> **Set task 1**
Report each line of the records that contains the string "boot".

> **Passage to read**

Movie review: SRK's Chennai Express is Rohit Shetty's tribute to DDLJ
Padukone is actually quite good and far more consistent than Khan as an actor in Chennai Express. The pair have great chemistry and there are a few old-school Bollywood moments that work.
By Suprateek Chatterjee
At some point during the third act of Chennai Express, the latest sure-to-be-a-moneyspinner from director Rohit 'Midas touch' Shetty, it becomes painfully apparent that part of the film is a tribute to Dilwale Dulhaniya Le Jayenge, as re-imagined by Shetty. As you sit through the climax, which features Shah Rukh Khan getting beaten to a pulp by Parmeet Set—oops, I mean Nikitin Dheer (who plays love-interest rival Tangaballi), you're already drawing parallels to DDLJ's iconic final scene. Props for nostalgia value.
And then, the movie ends. The final words of Khan's narrative voice-over are: “Kyunki dilwale dulhaniya le jaayenge.” Groan. Captain Obvious called, he says hello.
This is Shetty's mission statement – to make sure that if there are two people in a theatre of 300 who didn't get the joke/reference/pun he's been hammering in, he's going to make damn sure those two don't go home confused. It's almost like he's paraphrasing a line from Paresh Rawal's character in Andaaz Apna Apna and telling the audience: “Director main hoon, joke idhar hai.”

> **Set task 2**
Answer these questions from the movie review above.
(a) Who plays the love-interest rival Tangaballi?
(b) What are the final words of Khan's narrative voice-over?
(c) In which film does the Paresh Rawal character whose line the reviewer says Shetty is paraphrasing appear?

> **Dataset records**
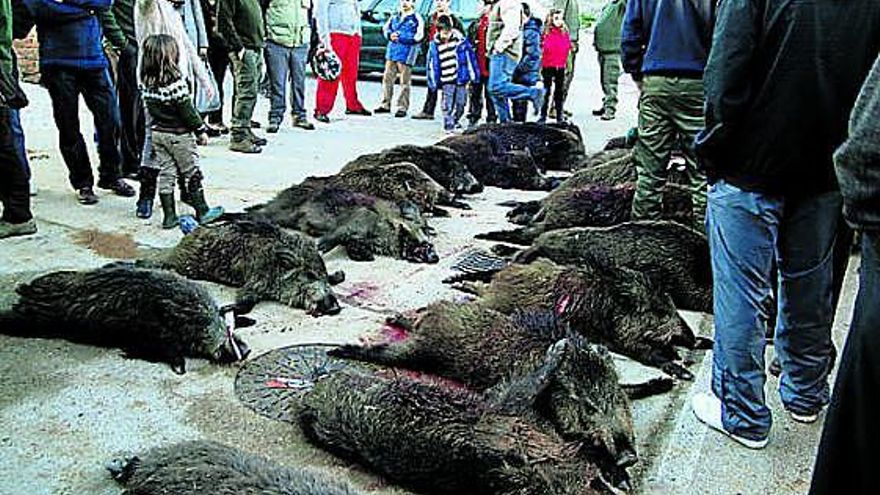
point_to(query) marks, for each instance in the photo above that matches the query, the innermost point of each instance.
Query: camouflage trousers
(670, 112)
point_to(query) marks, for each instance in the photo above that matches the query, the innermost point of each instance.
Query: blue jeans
(18, 139)
(454, 100)
(283, 64)
(748, 232)
(502, 87)
(851, 431)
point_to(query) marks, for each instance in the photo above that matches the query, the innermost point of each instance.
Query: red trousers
(348, 48)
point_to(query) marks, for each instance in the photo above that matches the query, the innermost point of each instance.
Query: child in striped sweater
(452, 64)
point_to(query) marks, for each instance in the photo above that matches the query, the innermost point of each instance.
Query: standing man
(572, 14)
(339, 28)
(606, 39)
(780, 83)
(72, 63)
(17, 219)
(505, 38)
(240, 23)
(665, 46)
(851, 424)
(287, 47)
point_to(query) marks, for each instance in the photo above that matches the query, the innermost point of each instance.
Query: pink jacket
(556, 45)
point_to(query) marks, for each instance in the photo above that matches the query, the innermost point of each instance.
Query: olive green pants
(670, 112)
(609, 73)
(246, 72)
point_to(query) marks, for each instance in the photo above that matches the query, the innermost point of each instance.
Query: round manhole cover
(271, 383)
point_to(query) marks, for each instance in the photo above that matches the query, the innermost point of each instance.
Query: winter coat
(667, 37)
(858, 160)
(337, 16)
(556, 44)
(467, 71)
(240, 23)
(780, 84)
(287, 22)
(159, 17)
(477, 37)
(193, 21)
(528, 71)
(411, 31)
(606, 37)
(69, 33)
(571, 13)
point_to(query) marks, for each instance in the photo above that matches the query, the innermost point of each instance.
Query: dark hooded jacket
(780, 84)
(858, 160)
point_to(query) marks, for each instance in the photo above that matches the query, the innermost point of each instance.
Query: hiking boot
(119, 187)
(86, 196)
(204, 213)
(169, 211)
(241, 143)
(147, 192)
(9, 229)
(256, 139)
(707, 408)
(303, 123)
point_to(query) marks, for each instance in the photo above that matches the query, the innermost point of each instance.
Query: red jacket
(556, 45)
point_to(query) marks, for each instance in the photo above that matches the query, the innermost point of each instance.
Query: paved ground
(65, 409)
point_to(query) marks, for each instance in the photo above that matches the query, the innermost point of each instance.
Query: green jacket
(606, 38)
(240, 24)
(287, 23)
(571, 12)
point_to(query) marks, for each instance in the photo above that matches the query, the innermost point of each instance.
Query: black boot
(204, 213)
(169, 221)
(147, 193)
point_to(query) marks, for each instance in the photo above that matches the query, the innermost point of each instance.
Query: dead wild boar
(675, 257)
(439, 437)
(366, 226)
(614, 306)
(593, 206)
(443, 165)
(266, 262)
(150, 314)
(552, 147)
(203, 467)
(494, 165)
(481, 347)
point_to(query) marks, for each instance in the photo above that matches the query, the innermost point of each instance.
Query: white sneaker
(804, 418)
(707, 408)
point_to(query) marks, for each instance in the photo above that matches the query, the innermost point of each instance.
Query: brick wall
(28, 58)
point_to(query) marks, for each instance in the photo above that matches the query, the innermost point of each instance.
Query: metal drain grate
(271, 383)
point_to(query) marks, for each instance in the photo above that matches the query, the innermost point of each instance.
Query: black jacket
(780, 83)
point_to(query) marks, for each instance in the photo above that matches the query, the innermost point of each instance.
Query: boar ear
(286, 257)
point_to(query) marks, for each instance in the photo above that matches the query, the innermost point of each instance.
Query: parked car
(374, 13)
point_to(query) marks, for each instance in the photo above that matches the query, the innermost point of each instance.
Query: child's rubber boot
(169, 221)
(147, 193)
(204, 213)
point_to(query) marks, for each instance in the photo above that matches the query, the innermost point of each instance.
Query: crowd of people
(756, 94)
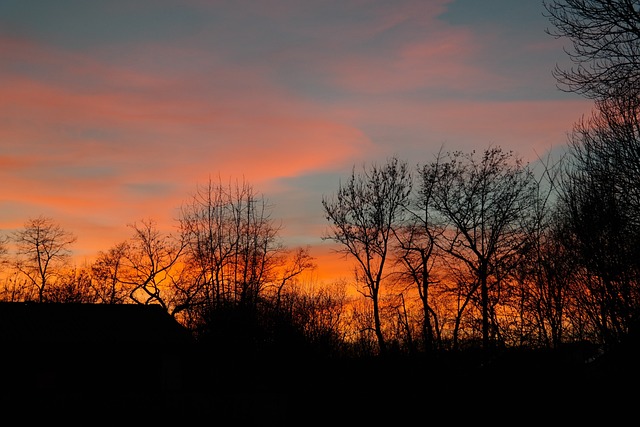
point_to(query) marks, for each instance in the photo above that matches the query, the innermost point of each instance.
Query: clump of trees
(469, 249)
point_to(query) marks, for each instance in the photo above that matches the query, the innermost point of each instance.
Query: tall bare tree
(605, 37)
(484, 204)
(363, 213)
(43, 249)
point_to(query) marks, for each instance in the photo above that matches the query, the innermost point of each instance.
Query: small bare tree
(43, 248)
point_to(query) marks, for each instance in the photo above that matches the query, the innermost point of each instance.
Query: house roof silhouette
(74, 323)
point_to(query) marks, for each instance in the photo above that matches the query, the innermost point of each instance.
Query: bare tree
(600, 206)
(149, 260)
(233, 255)
(363, 214)
(106, 272)
(43, 248)
(418, 252)
(606, 46)
(484, 203)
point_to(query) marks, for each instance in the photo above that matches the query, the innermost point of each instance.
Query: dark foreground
(395, 391)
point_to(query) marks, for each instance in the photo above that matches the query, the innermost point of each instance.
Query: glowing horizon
(113, 113)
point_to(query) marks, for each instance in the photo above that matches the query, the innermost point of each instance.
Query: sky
(113, 112)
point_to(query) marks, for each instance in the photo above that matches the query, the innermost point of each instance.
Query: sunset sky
(112, 112)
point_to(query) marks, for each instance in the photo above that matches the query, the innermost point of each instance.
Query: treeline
(468, 249)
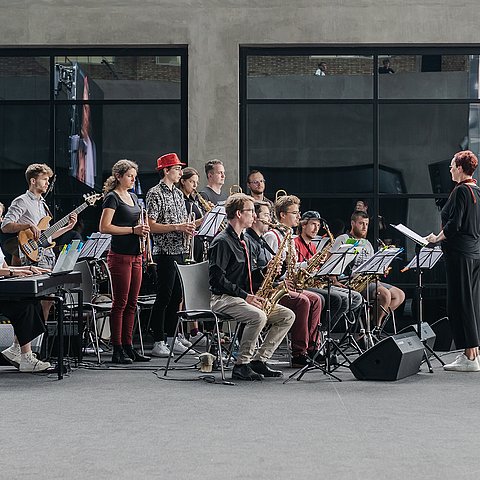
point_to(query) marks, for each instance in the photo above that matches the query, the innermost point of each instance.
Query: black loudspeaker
(428, 335)
(393, 358)
(444, 340)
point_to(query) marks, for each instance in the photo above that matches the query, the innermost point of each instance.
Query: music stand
(377, 265)
(212, 221)
(335, 265)
(428, 261)
(95, 246)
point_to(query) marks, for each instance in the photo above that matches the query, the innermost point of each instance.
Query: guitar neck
(63, 221)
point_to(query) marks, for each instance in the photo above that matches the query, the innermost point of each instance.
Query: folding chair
(196, 303)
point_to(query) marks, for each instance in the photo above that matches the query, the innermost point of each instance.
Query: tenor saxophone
(267, 291)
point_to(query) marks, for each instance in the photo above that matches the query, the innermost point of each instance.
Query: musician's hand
(255, 301)
(72, 220)
(36, 232)
(187, 227)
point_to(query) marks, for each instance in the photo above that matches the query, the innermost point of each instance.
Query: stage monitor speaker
(428, 335)
(444, 340)
(393, 358)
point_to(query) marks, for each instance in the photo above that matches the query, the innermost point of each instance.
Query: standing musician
(308, 228)
(27, 322)
(460, 237)
(167, 217)
(307, 306)
(215, 172)
(121, 218)
(26, 211)
(388, 296)
(231, 286)
(256, 185)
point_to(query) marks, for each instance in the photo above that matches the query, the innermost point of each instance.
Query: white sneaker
(183, 340)
(179, 348)
(30, 363)
(13, 355)
(202, 340)
(463, 364)
(160, 349)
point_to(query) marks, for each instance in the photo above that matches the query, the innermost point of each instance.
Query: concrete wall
(215, 29)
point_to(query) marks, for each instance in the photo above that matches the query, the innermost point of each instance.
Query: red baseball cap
(168, 160)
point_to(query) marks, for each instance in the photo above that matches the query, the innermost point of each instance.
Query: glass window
(309, 147)
(420, 140)
(24, 78)
(88, 154)
(24, 139)
(119, 77)
(310, 76)
(428, 76)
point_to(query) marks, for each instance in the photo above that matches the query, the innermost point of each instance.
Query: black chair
(196, 305)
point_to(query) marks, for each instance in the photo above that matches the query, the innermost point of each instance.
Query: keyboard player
(26, 318)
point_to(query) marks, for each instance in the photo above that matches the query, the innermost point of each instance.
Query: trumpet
(206, 207)
(190, 239)
(145, 242)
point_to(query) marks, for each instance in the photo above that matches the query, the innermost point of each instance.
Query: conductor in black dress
(460, 237)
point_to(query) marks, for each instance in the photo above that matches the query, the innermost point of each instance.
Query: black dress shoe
(300, 360)
(245, 372)
(134, 355)
(263, 369)
(120, 357)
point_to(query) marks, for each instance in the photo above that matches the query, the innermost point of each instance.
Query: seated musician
(306, 305)
(27, 210)
(230, 283)
(389, 297)
(26, 320)
(308, 228)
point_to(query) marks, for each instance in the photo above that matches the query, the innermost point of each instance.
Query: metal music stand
(212, 221)
(95, 246)
(335, 265)
(426, 260)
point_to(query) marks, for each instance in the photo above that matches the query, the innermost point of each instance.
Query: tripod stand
(335, 265)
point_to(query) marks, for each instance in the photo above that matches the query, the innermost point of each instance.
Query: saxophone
(270, 294)
(304, 277)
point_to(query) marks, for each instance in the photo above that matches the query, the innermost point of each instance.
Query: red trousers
(307, 307)
(126, 273)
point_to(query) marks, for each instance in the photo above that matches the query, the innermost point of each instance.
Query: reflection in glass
(420, 140)
(310, 76)
(24, 78)
(129, 77)
(24, 139)
(428, 76)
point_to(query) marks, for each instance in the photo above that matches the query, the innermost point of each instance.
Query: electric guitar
(32, 248)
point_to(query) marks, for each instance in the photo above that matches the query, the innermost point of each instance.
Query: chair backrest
(195, 285)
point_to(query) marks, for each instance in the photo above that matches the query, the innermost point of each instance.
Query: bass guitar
(32, 248)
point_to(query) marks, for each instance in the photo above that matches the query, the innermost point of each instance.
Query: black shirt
(124, 216)
(461, 221)
(228, 266)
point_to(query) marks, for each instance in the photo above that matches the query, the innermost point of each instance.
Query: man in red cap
(167, 217)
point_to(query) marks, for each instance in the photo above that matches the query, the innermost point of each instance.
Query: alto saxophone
(267, 291)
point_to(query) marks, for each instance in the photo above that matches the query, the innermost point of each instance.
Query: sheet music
(410, 234)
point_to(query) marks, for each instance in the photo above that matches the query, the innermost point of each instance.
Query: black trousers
(463, 299)
(169, 296)
(26, 318)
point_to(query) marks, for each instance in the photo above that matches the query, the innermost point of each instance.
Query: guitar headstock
(92, 198)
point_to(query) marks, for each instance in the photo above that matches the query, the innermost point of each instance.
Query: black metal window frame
(54, 52)
(373, 51)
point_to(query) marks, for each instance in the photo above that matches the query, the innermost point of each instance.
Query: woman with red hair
(460, 237)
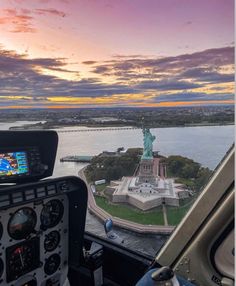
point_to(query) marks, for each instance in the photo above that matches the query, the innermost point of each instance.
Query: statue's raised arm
(148, 139)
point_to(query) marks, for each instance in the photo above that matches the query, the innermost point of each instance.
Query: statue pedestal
(146, 171)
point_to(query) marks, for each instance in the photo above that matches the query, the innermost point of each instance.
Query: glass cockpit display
(13, 163)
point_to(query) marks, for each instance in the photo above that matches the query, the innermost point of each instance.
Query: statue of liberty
(148, 139)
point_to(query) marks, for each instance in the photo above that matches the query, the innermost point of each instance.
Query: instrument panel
(34, 242)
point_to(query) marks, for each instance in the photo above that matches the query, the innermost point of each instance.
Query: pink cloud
(19, 22)
(50, 11)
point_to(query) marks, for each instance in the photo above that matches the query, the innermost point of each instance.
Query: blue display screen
(13, 163)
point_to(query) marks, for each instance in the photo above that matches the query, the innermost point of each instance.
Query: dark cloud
(207, 75)
(191, 96)
(50, 11)
(171, 67)
(167, 85)
(21, 76)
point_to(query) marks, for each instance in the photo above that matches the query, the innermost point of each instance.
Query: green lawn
(154, 217)
(100, 188)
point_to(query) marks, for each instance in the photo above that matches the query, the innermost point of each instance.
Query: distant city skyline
(107, 53)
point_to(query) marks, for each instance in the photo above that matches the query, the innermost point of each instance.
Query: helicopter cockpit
(42, 222)
(42, 228)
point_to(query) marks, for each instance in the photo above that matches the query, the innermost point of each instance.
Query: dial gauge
(51, 240)
(22, 223)
(52, 264)
(22, 258)
(51, 214)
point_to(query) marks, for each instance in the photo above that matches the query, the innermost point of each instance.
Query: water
(206, 145)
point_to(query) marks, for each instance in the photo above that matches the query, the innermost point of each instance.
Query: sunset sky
(108, 53)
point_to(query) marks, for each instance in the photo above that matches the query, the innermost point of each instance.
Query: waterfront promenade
(136, 227)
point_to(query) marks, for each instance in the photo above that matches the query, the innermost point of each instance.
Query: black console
(41, 222)
(27, 155)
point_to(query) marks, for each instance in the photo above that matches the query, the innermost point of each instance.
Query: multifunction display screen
(13, 163)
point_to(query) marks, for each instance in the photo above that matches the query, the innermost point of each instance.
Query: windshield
(141, 94)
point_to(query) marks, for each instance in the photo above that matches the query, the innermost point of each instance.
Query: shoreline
(121, 223)
(36, 126)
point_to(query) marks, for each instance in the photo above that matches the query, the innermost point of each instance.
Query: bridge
(98, 129)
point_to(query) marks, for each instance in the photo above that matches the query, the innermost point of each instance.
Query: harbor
(78, 159)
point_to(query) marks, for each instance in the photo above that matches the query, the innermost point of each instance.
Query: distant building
(149, 187)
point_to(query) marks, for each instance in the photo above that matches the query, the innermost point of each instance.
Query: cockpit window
(141, 94)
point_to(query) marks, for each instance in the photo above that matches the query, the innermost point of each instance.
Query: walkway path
(136, 227)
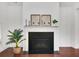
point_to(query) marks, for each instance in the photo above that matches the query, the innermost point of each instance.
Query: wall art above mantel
(42, 20)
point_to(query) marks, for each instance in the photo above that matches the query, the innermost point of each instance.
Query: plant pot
(17, 50)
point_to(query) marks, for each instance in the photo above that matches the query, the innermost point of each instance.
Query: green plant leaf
(10, 42)
(22, 40)
(15, 36)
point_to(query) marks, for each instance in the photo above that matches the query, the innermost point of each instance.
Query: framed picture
(45, 20)
(35, 19)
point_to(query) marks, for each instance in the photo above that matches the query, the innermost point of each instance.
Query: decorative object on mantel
(35, 19)
(55, 21)
(45, 20)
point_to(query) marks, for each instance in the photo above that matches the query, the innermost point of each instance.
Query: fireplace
(41, 42)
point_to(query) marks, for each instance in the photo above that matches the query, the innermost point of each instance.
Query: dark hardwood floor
(63, 52)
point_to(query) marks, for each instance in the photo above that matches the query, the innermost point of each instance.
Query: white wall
(67, 26)
(10, 18)
(76, 9)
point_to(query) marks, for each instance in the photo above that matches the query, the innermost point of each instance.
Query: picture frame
(45, 20)
(35, 19)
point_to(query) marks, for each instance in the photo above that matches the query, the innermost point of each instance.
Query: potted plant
(15, 37)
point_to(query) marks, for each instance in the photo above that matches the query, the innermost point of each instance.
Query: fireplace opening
(41, 42)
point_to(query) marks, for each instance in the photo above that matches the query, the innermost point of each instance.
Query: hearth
(41, 42)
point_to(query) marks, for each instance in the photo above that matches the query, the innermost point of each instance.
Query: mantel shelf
(43, 26)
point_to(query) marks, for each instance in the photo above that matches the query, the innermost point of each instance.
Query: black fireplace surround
(41, 42)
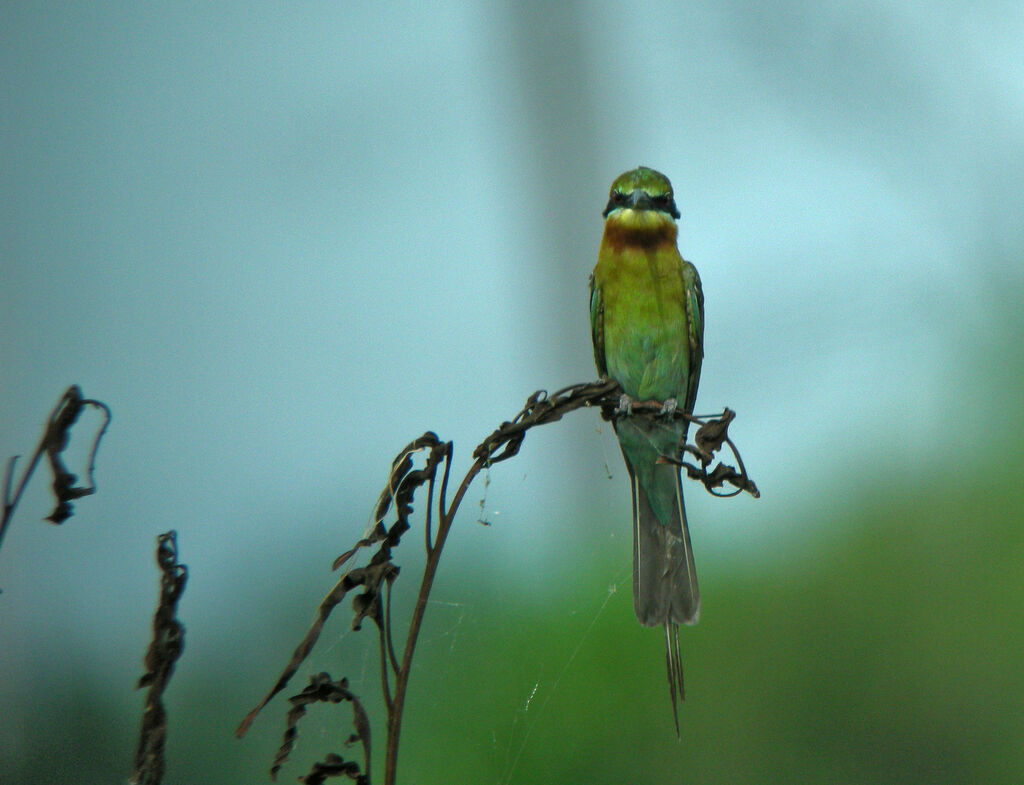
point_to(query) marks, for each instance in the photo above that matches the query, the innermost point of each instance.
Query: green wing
(694, 329)
(597, 326)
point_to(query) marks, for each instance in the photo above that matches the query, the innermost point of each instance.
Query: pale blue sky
(283, 240)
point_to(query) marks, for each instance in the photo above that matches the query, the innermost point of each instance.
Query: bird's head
(641, 201)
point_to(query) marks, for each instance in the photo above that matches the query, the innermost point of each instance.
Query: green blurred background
(282, 241)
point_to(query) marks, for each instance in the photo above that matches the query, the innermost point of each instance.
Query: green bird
(646, 313)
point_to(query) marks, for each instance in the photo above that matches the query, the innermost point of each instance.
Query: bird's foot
(625, 404)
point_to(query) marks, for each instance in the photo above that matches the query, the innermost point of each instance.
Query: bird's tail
(665, 579)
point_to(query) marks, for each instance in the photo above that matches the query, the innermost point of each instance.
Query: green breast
(647, 343)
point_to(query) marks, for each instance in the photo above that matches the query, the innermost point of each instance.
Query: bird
(646, 312)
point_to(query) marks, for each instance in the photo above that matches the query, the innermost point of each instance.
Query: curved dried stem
(395, 504)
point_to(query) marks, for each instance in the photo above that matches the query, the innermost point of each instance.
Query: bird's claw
(625, 404)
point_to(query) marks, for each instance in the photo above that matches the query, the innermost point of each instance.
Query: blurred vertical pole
(559, 96)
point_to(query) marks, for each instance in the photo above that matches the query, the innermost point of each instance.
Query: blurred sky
(281, 241)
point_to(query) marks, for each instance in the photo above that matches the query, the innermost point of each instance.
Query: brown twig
(166, 647)
(378, 576)
(53, 442)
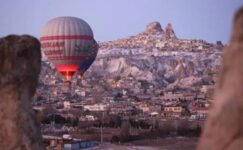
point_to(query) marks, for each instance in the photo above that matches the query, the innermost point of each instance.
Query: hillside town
(140, 85)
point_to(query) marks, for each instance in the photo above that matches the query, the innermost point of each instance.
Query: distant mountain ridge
(158, 57)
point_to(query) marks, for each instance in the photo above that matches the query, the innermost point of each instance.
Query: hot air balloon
(66, 42)
(90, 57)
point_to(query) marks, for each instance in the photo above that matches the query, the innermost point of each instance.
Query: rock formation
(20, 61)
(154, 27)
(169, 32)
(224, 127)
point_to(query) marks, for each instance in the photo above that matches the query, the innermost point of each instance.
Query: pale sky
(209, 20)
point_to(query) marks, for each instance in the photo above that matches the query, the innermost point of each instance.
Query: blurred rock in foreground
(20, 61)
(224, 127)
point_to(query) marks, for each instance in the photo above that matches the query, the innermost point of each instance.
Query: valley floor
(170, 143)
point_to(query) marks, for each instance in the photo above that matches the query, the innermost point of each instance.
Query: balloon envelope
(65, 41)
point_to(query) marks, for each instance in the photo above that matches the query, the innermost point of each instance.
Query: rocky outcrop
(154, 27)
(20, 60)
(169, 32)
(224, 127)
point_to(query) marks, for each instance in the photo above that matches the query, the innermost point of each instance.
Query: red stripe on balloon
(68, 67)
(64, 37)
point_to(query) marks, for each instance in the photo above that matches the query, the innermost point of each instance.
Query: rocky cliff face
(159, 58)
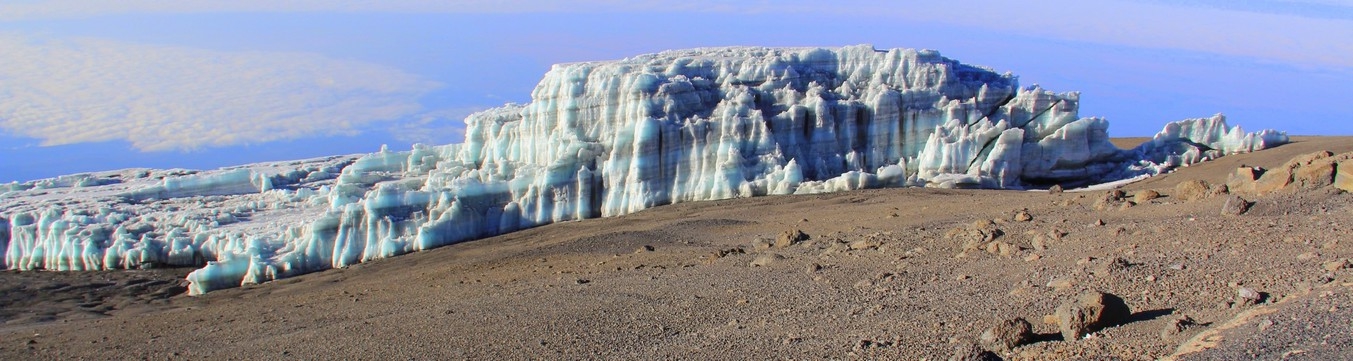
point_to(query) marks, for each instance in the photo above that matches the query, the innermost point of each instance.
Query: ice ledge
(601, 139)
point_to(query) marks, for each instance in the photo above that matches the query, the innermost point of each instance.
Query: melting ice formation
(601, 139)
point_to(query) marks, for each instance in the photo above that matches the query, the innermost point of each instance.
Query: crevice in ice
(604, 139)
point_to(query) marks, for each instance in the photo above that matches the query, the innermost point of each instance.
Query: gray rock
(1194, 189)
(765, 260)
(1235, 206)
(1091, 311)
(1248, 296)
(970, 352)
(789, 238)
(1007, 334)
(1177, 326)
(1145, 196)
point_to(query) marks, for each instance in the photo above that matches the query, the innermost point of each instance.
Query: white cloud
(81, 8)
(71, 91)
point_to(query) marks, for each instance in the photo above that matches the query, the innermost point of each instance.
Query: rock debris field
(1237, 258)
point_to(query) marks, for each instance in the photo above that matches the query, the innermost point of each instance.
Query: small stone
(1235, 206)
(1344, 176)
(765, 260)
(1111, 265)
(970, 352)
(1248, 296)
(1039, 242)
(1088, 313)
(1145, 196)
(1194, 189)
(1060, 284)
(789, 238)
(1264, 323)
(1177, 326)
(862, 245)
(1000, 249)
(1007, 334)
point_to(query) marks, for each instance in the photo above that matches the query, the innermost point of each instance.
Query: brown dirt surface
(884, 275)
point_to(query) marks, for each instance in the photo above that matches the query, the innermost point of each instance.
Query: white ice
(602, 139)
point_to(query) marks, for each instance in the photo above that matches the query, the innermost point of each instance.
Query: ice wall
(612, 138)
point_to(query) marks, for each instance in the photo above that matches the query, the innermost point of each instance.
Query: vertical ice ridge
(612, 138)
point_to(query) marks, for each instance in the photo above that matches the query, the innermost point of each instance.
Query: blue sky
(95, 85)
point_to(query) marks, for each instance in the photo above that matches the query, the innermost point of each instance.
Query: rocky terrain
(1242, 257)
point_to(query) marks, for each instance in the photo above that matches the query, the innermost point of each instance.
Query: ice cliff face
(602, 139)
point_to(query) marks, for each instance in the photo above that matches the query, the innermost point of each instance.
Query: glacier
(601, 139)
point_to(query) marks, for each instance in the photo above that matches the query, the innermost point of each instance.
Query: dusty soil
(884, 275)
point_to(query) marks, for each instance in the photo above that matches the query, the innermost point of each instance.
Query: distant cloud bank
(156, 98)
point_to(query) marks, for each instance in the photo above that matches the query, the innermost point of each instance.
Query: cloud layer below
(157, 98)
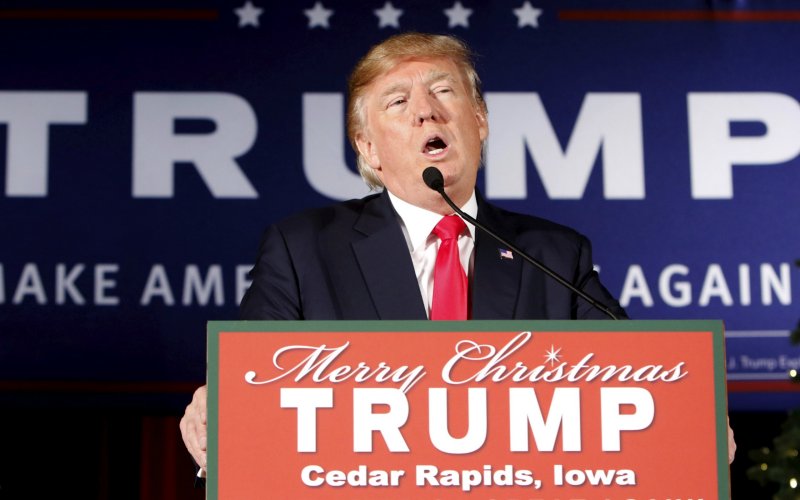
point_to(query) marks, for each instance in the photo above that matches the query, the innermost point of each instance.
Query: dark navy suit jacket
(350, 261)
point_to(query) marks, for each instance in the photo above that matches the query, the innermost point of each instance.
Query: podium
(478, 409)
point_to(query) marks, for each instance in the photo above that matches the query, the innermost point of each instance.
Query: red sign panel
(436, 410)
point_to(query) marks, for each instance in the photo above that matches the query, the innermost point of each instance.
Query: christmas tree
(781, 463)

> **Complete response 1**
Query: hiking boot
Query: black boot
Query: child's rubber boot

> **Complete response 2**
(a) Nikitin Dheer
(b) "Kyunki dilwale dulhaniya le jaayenge."
(c) Andaaz Apna Apna